— Start Supplied records —

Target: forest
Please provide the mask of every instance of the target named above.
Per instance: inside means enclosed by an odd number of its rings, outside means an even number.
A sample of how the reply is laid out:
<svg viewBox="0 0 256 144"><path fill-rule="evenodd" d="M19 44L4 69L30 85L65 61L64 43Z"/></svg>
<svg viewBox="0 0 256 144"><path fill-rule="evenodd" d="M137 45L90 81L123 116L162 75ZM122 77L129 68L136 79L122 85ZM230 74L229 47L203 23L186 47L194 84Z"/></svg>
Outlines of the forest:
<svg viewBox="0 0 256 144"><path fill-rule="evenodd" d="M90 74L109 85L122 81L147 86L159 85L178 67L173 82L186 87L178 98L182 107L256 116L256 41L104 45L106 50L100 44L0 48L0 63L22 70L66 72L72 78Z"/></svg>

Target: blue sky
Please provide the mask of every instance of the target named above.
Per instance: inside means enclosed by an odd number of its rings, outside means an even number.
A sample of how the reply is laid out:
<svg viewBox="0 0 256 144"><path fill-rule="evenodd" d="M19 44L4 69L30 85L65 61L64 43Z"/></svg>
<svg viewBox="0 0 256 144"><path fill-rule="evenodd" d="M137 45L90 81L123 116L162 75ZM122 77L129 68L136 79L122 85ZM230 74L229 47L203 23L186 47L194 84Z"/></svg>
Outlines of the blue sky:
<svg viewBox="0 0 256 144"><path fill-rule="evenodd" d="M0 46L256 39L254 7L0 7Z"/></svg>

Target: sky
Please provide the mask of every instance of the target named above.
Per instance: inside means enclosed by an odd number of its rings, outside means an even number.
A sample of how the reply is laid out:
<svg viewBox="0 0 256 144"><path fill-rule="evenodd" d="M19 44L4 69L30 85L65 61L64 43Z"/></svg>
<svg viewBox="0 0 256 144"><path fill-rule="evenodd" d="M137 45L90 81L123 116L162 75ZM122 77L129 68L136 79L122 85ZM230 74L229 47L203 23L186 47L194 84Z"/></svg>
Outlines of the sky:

— End Supplied records —

__What you should do__
Reproduce all of the data above line for line, with no changes.

__Expected answer__
Target: forest
Please provide the mask of every instance of the target named above.
Per instance: inside means enclosed by an odd number of its rings, outside means an even number.
A sample of how the reply is laid out:
<svg viewBox="0 0 256 144"><path fill-rule="evenodd" d="M19 44L4 69L30 85L65 61L64 43Z"/></svg>
<svg viewBox="0 0 256 144"><path fill-rule="evenodd" d="M137 45L90 81L123 116L162 75ZM122 77L129 68L136 79L122 85ZM230 74L229 47L203 23L186 47L194 84Z"/></svg>
Outlines of the forest:
<svg viewBox="0 0 256 144"><path fill-rule="evenodd" d="M90 74L109 85L122 81L147 86L159 85L178 67L173 82L186 87L178 98L182 107L256 116L256 41L104 45L106 50L100 44L0 48L0 63L22 70L66 72L72 78Z"/></svg>

Target: blue sky
Please provide the mask of every instance of the target named above.
Per instance: inside means enclosed by an odd number of its rings, outside means an even number.
A sample of how the reply is laid out:
<svg viewBox="0 0 256 144"><path fill-rule="evenodd" d="M19 44L4 69L30 85L65 61L64 43Z"/></svg>
<svg viewBox="0 0 256 144"><path fill-rule="evenodd" d="M137 45L90 81L123 116L162 75ZM122 77L129 68L136 79L122 85ZM230 74L229 47L203 23L186 47L194 84Z"/></svg>
Outlines of the blue sky:
<svg viewBox="0 0 256 144"><path fill-rule="evenodd" d="M0 46L256 39L254 7L0 7Z"/></svg>

Target: sky
Please provide the mask of every instance of the target named above.
Per instance: inside means enclosed by an odd number of its rings, outside means an even number.
A sample of how the reply is laid out:
<svg viewBox="0 0 256 144"><path fill-rule="evenodd" d="M19 44L4 69L30 85L65 61L64 43Z"/></svg>
<svg viewBox="0 0 256 144"><path fill-rule="evenodd" d="M137 45L90 81L123 116L162 75ZM122 77L129 68L136 79L122 85ZM230 74L229 47L203 23L186 47L194 84Z"/></svg>
Outlines of the sky:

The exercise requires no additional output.